Stated goal ->
Reproduce everything below from the line containing "Each instance of the blue" down to the line containing "[(1242, 840)]", both of those lines included, without changing a character.

Supplied records ->
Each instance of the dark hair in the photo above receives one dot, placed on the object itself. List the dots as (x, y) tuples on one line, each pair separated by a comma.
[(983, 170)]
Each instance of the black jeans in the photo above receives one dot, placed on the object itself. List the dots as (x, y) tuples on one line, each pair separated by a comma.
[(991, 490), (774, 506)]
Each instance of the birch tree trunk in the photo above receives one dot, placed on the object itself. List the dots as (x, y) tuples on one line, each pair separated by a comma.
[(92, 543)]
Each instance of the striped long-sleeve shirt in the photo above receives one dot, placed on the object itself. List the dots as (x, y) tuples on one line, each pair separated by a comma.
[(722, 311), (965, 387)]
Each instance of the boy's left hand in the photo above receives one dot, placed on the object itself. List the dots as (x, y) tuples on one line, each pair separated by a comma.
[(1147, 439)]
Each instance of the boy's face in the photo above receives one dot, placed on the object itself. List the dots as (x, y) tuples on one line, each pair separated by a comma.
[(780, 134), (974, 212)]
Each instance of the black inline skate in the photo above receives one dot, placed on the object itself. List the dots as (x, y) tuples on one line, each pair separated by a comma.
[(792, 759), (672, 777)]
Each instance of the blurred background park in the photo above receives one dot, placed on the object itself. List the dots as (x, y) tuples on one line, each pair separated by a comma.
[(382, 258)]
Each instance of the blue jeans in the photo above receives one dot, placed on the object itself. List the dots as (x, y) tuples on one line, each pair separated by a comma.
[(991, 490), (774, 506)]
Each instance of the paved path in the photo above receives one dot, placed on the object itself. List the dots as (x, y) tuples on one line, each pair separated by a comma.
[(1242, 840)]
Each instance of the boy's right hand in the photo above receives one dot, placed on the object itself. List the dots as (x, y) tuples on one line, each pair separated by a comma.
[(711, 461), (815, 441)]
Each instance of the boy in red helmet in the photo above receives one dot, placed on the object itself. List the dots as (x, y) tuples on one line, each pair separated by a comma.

Complete answer ->
Each instance of the blue jeans in the photo above receives one dot, placed on the object itself. List the dots as (x, y) tuples on one line, each pair separated by a comma.
[(991, 490), (774, 506)]
Each instance of the paved path in the photo above receives one dot, placed on the object itself. List the dots as (x, y) tuples on one line, each pair separated by a comma.
[(1242, 840)]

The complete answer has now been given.